▸ Available records
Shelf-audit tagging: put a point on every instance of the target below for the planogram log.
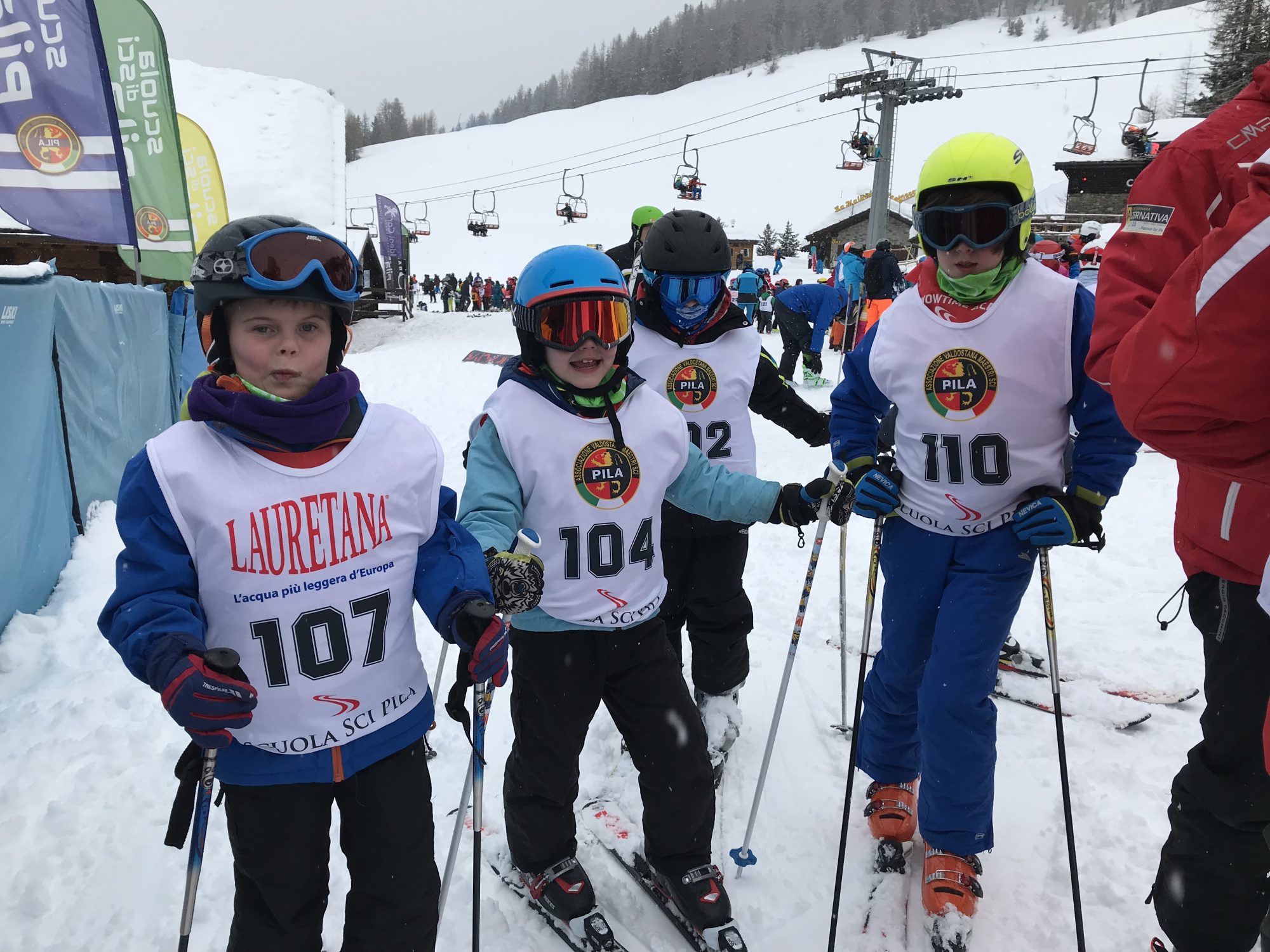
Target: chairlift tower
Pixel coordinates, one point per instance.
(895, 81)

==

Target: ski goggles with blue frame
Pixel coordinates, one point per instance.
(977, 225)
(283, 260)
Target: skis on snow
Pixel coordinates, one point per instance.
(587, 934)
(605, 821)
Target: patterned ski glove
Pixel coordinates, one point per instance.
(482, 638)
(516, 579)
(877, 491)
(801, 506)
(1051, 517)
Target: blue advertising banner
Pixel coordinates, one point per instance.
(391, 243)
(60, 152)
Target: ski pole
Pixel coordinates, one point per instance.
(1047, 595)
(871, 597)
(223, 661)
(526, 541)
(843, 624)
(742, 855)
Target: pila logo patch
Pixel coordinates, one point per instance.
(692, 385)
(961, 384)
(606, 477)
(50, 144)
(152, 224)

▸ What the task requires
Find out how many lines in the listing contain the string "blue". Give the number alone.

▸ Answer to the exercise
2